● Your instructions:
Repeat the listing in full, exactly as it stands.

*** Records supplied Section Begins ***

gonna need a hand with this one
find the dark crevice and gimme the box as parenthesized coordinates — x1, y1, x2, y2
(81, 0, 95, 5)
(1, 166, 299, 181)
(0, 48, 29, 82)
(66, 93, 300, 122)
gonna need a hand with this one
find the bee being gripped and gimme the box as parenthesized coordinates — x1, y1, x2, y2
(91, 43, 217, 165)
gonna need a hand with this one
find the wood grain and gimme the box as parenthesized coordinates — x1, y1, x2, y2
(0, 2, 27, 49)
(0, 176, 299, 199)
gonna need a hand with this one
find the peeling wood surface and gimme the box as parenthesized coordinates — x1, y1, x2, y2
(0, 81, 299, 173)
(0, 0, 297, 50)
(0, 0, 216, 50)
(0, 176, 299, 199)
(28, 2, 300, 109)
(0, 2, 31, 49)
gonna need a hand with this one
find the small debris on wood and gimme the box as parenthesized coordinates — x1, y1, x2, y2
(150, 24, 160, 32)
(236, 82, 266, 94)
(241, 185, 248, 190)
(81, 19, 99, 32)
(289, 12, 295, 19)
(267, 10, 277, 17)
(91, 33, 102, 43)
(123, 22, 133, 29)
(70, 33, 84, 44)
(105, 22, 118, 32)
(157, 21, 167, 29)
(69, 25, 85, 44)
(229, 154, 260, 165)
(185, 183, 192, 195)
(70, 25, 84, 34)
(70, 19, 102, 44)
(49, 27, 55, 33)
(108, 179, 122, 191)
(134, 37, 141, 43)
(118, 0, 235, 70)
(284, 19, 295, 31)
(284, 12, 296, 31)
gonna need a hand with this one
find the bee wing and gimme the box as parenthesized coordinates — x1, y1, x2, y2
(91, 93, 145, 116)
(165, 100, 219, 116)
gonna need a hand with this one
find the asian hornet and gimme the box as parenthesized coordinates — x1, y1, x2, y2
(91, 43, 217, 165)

*** Records supplied Section Ends ***

● Answer below:
gonna need a hand with this one
find the dark crevice and gimme the box as parenthesized coordinates — x1, y1, x2, y2
(81, 0, 95, 5)
(1, 166, 299, 181)
(0, 48, 29, 82)
(66, 93, 300, 122)
gonna need a hand with this one
find the bee being gripped and gimme the box as parenthesized coordinates — x1, y1, x2, y2
(91, 43, 217, 165)
gonna need a hand with this one
find the wood grain and gimme the box as parenthesized coordinates — x1, y1, x2, y2
(0, 2, 27, 49)
(0, 176, 299, 199)
gonna need a hand with this one
find the peeling wood surface and gimme the box as parenthesized coordinates — x1, y1, x2, y2
(0, 81, 299, 173)
(0, 0, 297, 50)
(0, 0, 216, 50)
(0, 176, 299, 199)
(28, 2, 300, 109)
(0, 2, 31, 49)
gonna need a hand with this one
find the small debris on wood and gimme the box as parenthesized coordinates — x1, y1, x2, y2
(150, 24, 160, 32)
(236, 82, 266, 94)
(241, 185, 248, 190)
(81, 19, 99, 32)
(289, 12, 295, 19)
(267, 10, 277, 17)
(91, 33, 102, 43)
(123, 22, 133, 29)
(70, 33, 84, 44)
(105, 22, 118, 32)
(157, 21, 167, 29)
(69, 25, 85, 44)
(229, 154, 260, 165)
(185, 183, 192, 195)
(70, 25, 84, 34)
(70, 19, 102, 44)
(49, 27, 55, 33)
(108, 179, 122, 191)
(134, 37, 141, 43)
(118, 0, 235, 70)
(284, 19, 295, 31)
(284, 12, 296, 31)
gonna need a hand with this one
find the bee wing and gimme the box as parenthesized coordinates — x1, y1, x2, y2
(91, 93, 145, 116)
(165, 100, 219, 116)
gonna need a hand with this one
find the asian hornet and gimme the box as parenthesized coordinates — x1, y1, x2, y2
(91, 43, 217, 165)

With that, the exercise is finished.